▶ _PROVIDED DATA_:

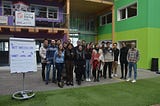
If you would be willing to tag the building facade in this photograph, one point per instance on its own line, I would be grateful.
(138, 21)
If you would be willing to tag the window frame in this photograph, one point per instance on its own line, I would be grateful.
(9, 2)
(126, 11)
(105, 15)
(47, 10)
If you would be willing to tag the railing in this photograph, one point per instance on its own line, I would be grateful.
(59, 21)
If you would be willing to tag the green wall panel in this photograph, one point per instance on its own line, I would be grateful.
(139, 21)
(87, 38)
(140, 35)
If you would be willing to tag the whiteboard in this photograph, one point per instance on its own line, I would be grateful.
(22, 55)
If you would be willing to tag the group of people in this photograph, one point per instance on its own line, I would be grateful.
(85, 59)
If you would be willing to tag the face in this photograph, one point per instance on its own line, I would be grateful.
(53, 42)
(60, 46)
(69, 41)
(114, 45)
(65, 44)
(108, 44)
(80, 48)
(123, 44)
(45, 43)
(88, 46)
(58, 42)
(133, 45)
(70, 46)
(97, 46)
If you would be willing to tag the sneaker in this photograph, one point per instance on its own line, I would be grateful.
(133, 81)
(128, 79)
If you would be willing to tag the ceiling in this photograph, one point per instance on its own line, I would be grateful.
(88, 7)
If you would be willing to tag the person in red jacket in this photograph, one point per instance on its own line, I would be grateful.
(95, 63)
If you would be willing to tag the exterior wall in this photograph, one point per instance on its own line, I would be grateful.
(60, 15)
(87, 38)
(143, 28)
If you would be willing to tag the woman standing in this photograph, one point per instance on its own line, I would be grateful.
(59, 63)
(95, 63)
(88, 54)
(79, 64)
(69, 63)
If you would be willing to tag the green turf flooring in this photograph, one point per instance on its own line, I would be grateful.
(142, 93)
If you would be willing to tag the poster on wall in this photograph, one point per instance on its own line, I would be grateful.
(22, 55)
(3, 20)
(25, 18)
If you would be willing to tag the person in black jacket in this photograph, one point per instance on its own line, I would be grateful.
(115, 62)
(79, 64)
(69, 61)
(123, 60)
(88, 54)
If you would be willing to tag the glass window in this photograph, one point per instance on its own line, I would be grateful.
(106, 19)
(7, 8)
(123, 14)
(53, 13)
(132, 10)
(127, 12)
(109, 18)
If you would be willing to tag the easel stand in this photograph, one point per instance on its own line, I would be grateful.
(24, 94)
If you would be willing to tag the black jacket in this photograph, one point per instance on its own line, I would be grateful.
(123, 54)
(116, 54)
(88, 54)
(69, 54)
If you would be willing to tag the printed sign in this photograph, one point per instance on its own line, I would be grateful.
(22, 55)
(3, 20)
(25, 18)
...
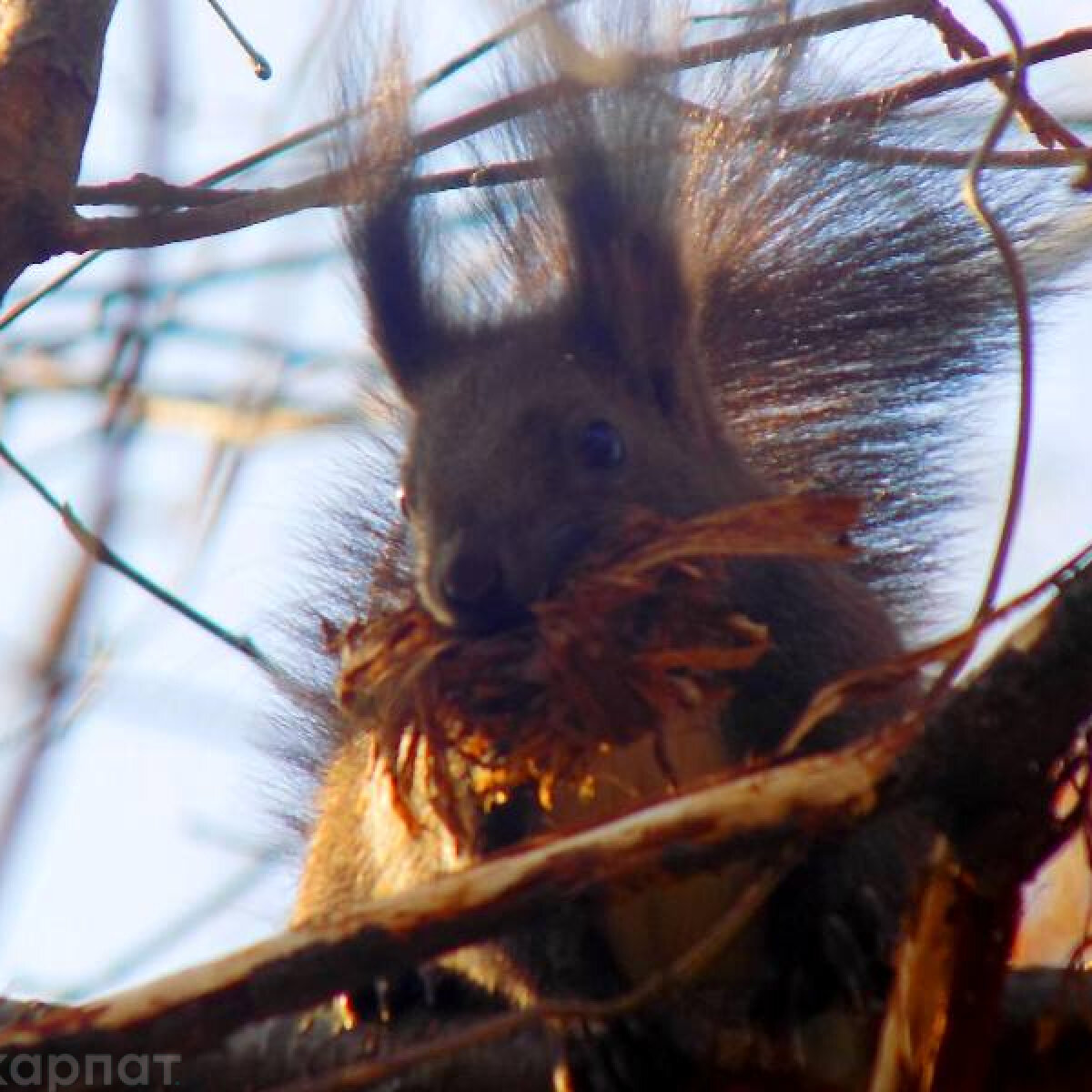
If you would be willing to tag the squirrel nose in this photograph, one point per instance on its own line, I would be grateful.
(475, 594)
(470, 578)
...
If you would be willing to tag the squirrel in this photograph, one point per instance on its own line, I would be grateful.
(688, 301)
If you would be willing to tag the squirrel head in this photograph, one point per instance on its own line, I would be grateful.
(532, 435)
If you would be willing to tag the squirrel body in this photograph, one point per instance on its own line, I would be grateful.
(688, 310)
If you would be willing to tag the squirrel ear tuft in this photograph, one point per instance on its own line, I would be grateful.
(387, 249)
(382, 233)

▶ _SET PROBLEM_: Gather every line in the items above that contains the string "window". Case counts, so only lines that match it in the same upper and lower case qualify.

▶ _IN RESPONSE_:
If you would be willing to tag the window frame in this photograph, one point per instance on its own line, I would be grateful.
If you would be willing to tag the glass window in this photograph, one point per instance on its own line, I would be grateful.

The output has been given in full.